*What needs to be done*:
Can you reproduce, word for word, the passage of the GA 2-oxidase excerpt starting with "Photograph of 20-d-old" and going on through "(B) pollinated ovaries."?

*Excerpt*:
[Start of Attachment]
Photograph of 20-d-old unfertilized ovaries from WT and 35S::GA2ox/RNAi plants (Line L1). (This figure is available in colour at JXB online.)

Fig. 6.

Development of fruits from emasculated or pollinated flowers in WT and 35S::GA2ox/RNAi plants (Lines L1, L5, and L81). The staminal cones were removed two days before anthesis (d-2) to prevent self pollination (four trusses per plant, three flowers per truss). Some of them were hand-pollinated 2 d after emasculation (d0) and others were left unpollinated. Ovaries were collected on days –2, 0, 5, 10, and 20. Values are the mean of at least 15 ovaries per stage ±SE. (A) Non pollinated ovaries. (B) pollinated ovaries.

GA2ox genes expression in pollinated and non-pollinated ovaries

The parthenocarpic fruit development found in transgenic plants suggests a role for GA 2-oxidases in the control of ovary growth. Therefore, the expression of the five GA2ox genes was compared between fertilized and unfertilized ovaries. Transcript levels of GA2ox genes were measured in hand-pollinated and emasculated ovaries from 2 d before anthesis until 5 d later when fruit-set had already been established, as shown in Fig. 7A. Pollinated ovaries after 5 d of anthesis are 10-times bigger than non-pollinated ones. Two of the genes (GA2ox1 and -2) are differentially expressed in fertilized and non-fertilized ovaries after anthesis (Fig. 7B, C). The expression of GA2ox1 and GA2ox2 decreased after pollination but increased significantly in non-pollinated ovaries by up to 30 times. The other three genes GA2ox3,-4, and-5 did not display differences in the expression in fertilized and non-fertilized ovaries (Fig. 7D–F). After anthesis, transcript levels of GA2ox3 decreased while GA2ox4 and GA2ox5 increased (Fig. 7D–F), although no significant difference was found between fertilized and unfertilized ovaries. The patterns of expression suggest that GA2ox1 and GA2ox2 could play a role in fruit development as negative regulators of ovary growth.

Fig. 7.

Expression of GA2ox genes in hand-pollinated and unpollinated ovaries in WT plants. The SlActin gene was used as an internal control for each tissue and values are means of three biological replicates ±SE. Results are expressed relative to the transcript level, at d-2 stage (2 d before anthesis), set as 1.0. (A) Weight of ovaries from pollinated and emasculated flowers used in this experiment; (B) GA2ox1; (C) GA2ox2; (D) GA2ox3; (E) GA2ox4; (F) GA2ox5.
[End of Attachment]
Collected data:
[Start of Attachment]
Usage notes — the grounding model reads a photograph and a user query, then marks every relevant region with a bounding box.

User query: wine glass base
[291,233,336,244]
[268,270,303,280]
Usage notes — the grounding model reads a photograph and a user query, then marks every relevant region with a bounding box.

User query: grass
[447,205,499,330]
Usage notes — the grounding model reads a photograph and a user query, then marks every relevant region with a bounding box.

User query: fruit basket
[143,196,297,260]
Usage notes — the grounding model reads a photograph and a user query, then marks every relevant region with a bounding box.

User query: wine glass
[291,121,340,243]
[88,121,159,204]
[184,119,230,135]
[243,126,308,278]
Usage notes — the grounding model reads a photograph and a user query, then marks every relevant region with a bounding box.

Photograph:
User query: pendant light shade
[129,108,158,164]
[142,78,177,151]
[End of Attachment]
*Answer to this exercise*:
Photograph of 20-d-old unfertilized ovaries from WT and 35S::GA2ox/RNAi plants (Line L1). (This figure is available in colour at JXB online.)

Fig. 6.

Development of fruits from emasculated or pollinated flowers in WT and 35S::GA2ox/RNAi plants (Lines L1, L5, and L81). The staminal cones were removed two days before anthesis (d-2) to prevent self pollination (four trusses per plant, three flowers per truss). Some of them were hand-pollinated 2 d after emasculation (d0) and others were left unpollinated. Ovaries were collected on days –2, 0, 5, 10, and 20. Values are the mean of at least 15 ovaries per stage ±SE. (A) Non pollinated ovaries. (B) pollinated ovaries.